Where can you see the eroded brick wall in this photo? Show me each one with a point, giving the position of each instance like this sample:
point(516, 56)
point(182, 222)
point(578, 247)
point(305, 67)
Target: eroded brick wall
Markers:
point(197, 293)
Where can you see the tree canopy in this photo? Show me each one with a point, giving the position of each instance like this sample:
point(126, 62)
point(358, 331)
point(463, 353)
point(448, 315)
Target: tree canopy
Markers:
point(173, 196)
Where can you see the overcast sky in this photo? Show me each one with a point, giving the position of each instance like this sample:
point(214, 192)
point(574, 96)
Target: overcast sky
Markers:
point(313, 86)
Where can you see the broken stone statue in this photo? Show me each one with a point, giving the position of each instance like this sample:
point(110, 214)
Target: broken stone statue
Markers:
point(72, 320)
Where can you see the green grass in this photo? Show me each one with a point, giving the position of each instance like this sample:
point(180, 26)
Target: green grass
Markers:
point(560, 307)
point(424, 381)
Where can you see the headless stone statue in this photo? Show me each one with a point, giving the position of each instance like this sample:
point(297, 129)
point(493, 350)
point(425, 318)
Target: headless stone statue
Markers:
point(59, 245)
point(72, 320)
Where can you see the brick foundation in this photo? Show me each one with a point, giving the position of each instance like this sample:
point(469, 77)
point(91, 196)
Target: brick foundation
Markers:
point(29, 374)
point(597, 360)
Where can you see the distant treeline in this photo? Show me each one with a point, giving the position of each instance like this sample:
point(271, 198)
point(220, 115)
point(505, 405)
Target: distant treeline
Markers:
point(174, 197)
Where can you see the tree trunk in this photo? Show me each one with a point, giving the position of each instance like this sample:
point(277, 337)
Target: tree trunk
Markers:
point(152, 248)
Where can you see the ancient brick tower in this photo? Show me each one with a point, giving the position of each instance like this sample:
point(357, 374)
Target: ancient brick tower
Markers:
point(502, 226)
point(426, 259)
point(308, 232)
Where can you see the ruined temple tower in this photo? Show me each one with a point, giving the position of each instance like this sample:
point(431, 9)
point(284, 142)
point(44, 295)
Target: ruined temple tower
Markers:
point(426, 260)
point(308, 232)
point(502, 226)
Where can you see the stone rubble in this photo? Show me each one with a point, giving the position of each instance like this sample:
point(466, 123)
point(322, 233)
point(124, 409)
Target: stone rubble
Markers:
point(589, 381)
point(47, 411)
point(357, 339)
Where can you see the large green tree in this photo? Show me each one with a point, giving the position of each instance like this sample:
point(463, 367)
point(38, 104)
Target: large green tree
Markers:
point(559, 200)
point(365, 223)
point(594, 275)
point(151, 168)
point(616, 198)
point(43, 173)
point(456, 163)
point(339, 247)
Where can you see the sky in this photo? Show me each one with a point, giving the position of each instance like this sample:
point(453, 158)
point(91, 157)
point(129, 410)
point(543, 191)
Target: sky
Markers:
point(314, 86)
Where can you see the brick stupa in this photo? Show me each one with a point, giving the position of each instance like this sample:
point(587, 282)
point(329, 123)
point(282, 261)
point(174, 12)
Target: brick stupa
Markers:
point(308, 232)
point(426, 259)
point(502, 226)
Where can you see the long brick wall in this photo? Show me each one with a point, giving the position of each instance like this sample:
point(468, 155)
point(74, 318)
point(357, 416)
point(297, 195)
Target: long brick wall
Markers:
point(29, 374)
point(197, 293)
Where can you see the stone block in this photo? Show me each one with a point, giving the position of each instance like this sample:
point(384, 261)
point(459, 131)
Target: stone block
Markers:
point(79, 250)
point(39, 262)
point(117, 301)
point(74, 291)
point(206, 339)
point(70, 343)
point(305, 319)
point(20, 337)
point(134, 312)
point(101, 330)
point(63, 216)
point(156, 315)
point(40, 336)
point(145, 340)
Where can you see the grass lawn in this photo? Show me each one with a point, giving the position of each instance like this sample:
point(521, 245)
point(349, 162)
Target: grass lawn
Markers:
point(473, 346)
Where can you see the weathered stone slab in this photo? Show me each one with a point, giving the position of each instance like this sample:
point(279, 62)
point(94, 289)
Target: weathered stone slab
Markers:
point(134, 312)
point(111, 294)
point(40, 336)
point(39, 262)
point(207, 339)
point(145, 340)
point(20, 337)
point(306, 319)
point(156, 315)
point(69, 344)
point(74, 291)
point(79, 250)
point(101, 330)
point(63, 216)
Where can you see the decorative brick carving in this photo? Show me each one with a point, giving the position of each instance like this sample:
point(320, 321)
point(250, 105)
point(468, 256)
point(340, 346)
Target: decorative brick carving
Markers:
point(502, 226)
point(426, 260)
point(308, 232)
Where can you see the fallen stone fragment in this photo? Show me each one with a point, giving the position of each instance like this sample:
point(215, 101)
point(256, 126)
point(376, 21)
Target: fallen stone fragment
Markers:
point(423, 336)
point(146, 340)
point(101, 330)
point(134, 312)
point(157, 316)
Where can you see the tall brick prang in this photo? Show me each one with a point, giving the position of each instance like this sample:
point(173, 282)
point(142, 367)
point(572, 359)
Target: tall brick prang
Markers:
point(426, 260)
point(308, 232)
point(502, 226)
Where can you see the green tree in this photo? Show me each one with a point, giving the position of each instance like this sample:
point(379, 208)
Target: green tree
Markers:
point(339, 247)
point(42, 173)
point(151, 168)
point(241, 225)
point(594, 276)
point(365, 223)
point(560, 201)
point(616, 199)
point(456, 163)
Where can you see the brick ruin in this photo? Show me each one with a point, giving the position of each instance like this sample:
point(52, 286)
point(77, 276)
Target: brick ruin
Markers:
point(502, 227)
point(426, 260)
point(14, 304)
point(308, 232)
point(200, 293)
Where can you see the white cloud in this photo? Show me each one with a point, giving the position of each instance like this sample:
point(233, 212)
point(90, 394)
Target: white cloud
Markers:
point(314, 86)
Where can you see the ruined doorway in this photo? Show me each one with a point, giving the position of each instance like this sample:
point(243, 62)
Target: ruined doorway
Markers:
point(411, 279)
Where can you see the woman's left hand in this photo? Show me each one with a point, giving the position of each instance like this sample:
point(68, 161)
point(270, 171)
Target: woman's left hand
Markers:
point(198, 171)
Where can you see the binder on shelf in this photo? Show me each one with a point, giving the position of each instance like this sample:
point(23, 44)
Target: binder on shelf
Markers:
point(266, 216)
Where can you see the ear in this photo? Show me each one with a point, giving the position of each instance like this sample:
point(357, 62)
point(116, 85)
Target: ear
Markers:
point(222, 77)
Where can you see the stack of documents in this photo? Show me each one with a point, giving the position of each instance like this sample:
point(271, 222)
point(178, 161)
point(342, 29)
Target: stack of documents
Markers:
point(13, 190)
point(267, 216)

## WHAT IS EXPECTED
Rewrite the stretch of data that opens with the line containing "Where can you see the ruined doorway" and closes with the line containing "point(266, 216)", keeping every line, requests included. Raise each coordinate in the answer points by 43, leaving the requests and their sample points unchanged.

## ANSWER FOR THIS EXERCISE
Where can you see the ruined doorway in this photo? Show me each one with a point, giving the position of each instance like this sample:
point(243, 62)
Target: ruined doorway
Markers:
point(454, 322)
Where can you see the woman's left hand in this photo? Show me each one with a point, giving the position of each instance like this sample:
point(68, 161)
point(270, 171)
Target: woman's left hand
Markers:
point(241, 214)
Where can you see the binder on shelf in this photo? Show me each one with a point, giving the position of each instance like this sample:
point(23, 44)
Target: binder on shelf
Markers:
point(309, 259)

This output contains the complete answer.